## What to work on
Rewrite the part of the items that opens with the line containing "Target = large green tree" and runs through the end of the items, changing "side mirror" to "wing mirror" and keeping everything else the same. Leave the pictures out.

## Records for this task
==================================================
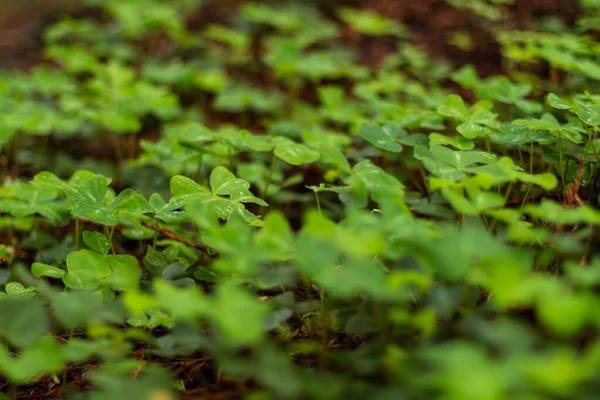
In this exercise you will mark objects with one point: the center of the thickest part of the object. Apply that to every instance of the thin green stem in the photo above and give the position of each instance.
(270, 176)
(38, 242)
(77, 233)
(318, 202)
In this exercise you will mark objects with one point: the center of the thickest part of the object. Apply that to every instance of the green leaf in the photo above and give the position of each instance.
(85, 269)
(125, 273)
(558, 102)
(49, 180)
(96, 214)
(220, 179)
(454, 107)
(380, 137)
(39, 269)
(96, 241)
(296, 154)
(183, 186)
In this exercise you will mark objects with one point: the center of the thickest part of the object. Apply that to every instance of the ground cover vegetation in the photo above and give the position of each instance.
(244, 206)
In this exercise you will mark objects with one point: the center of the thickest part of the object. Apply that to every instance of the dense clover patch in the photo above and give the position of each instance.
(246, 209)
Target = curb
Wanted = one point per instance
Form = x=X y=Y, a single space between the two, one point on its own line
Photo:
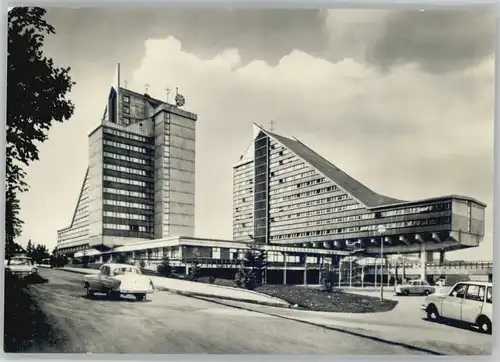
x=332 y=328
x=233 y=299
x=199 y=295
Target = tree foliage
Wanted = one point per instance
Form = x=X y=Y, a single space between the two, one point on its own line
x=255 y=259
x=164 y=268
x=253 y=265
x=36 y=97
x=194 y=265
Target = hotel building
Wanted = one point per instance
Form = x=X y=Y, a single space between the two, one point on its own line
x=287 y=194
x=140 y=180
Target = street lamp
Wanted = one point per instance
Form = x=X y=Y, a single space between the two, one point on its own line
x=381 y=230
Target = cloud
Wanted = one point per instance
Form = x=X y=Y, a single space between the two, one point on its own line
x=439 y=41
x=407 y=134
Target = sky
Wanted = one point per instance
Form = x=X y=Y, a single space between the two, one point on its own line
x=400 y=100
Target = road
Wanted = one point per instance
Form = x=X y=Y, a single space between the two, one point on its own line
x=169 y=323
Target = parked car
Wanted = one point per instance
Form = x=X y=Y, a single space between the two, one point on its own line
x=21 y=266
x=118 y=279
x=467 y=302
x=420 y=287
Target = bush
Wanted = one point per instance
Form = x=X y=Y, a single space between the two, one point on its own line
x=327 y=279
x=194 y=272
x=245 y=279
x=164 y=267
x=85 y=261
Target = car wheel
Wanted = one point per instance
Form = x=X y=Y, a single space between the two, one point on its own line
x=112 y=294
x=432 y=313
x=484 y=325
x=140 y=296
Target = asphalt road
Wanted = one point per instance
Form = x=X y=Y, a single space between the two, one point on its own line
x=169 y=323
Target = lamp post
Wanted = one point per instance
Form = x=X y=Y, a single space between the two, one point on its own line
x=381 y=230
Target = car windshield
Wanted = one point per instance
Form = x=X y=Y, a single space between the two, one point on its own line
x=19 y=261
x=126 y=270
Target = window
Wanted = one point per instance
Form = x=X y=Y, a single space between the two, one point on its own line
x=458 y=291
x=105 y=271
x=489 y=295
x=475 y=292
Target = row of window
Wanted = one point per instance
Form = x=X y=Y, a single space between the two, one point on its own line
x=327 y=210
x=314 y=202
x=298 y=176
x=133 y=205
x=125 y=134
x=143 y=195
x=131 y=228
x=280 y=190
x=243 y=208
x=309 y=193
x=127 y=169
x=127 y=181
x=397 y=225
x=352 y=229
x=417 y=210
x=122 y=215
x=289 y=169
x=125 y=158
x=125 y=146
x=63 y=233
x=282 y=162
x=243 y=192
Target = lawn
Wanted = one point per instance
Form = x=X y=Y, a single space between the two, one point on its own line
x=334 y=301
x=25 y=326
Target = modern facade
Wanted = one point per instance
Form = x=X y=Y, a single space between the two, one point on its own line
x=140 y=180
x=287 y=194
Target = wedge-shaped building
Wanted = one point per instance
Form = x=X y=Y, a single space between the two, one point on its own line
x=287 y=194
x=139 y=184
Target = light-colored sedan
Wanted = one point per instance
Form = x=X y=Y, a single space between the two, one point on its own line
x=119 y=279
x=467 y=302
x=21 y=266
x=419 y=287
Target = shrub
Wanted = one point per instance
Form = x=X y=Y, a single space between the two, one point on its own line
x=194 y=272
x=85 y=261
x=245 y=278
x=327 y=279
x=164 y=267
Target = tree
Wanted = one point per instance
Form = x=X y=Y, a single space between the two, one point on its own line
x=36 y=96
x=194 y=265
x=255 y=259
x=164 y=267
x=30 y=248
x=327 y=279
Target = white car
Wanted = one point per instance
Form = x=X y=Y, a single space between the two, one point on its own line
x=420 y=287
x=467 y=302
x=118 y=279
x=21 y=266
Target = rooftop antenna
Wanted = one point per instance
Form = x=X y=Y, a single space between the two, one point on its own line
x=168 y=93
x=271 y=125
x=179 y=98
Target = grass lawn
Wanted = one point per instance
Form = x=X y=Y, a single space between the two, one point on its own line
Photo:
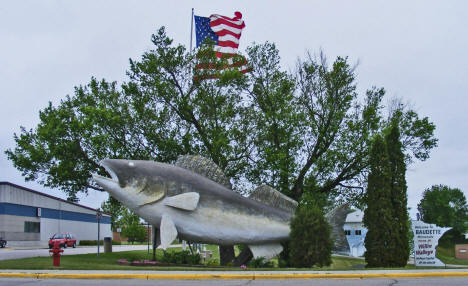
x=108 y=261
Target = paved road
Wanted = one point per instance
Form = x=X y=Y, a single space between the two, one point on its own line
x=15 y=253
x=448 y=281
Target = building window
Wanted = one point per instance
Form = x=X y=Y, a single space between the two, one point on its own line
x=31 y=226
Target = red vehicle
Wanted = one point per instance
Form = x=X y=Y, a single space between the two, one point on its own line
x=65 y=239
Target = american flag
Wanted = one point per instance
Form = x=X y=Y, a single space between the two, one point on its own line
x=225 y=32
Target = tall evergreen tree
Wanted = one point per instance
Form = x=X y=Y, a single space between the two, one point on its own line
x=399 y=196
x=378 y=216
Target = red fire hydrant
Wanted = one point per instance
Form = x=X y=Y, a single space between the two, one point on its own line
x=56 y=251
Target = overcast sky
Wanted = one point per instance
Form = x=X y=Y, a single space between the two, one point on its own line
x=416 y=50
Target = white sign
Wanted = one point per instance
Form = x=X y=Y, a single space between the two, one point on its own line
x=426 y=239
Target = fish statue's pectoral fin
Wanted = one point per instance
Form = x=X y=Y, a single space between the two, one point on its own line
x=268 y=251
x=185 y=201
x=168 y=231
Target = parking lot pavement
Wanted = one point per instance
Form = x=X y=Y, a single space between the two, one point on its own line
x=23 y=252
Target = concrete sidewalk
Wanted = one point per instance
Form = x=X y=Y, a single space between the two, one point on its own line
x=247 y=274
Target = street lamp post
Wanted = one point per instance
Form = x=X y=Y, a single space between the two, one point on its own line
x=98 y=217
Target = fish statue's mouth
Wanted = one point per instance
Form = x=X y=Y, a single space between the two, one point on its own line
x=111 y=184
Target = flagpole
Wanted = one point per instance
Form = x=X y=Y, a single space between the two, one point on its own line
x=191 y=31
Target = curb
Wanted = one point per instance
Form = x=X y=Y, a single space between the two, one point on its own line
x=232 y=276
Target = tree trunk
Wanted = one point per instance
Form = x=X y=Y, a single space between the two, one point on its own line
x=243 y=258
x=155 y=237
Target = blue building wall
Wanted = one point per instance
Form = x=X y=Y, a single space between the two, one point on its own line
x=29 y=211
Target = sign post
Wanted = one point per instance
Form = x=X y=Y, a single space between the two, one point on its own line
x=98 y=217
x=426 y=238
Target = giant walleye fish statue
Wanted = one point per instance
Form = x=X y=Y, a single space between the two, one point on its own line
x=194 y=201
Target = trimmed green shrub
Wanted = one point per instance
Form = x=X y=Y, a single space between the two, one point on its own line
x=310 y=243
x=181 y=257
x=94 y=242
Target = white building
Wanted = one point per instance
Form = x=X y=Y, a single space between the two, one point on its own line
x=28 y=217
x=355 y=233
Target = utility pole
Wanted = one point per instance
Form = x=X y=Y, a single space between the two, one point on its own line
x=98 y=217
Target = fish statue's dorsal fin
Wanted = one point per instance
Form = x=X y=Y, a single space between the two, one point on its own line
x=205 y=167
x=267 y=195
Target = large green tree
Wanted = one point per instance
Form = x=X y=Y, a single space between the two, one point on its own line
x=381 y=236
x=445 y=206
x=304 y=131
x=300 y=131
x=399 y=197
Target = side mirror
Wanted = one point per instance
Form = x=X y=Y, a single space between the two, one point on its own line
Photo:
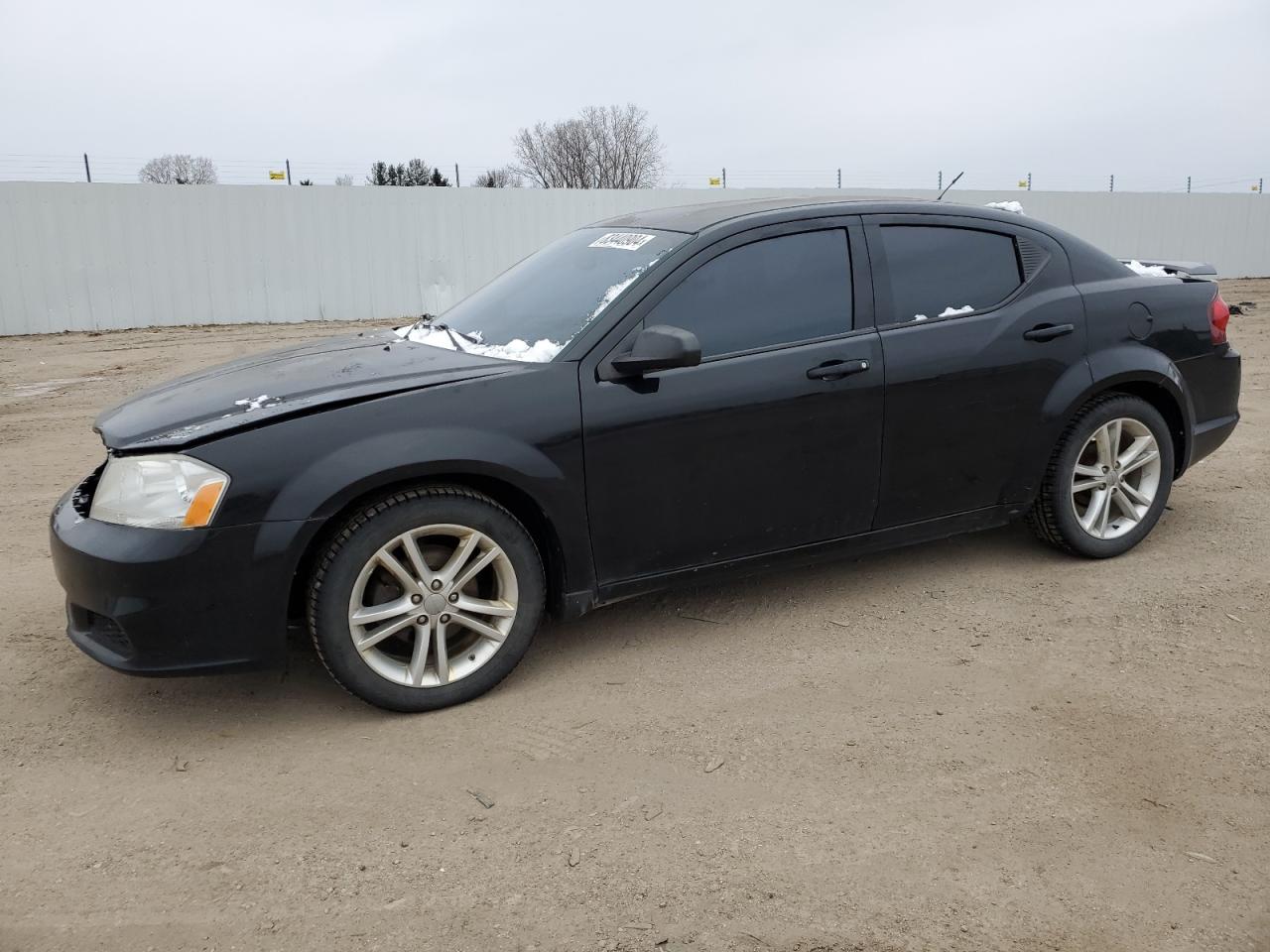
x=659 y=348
==================================================
## Exercise response
Target = large green tree
Wanted = one point per instance
Form = x=X y=Y, a single space between the two, one point on its own line
x=381 y=236
x=445 y=206
x=304 y=131
x=300 y=131
x=399 y=197
Target = wing mirror
Wanted = one point per instance
Form = x=X y=Y, a single space between the two, one point on its own line
Photo:
x=659 y=348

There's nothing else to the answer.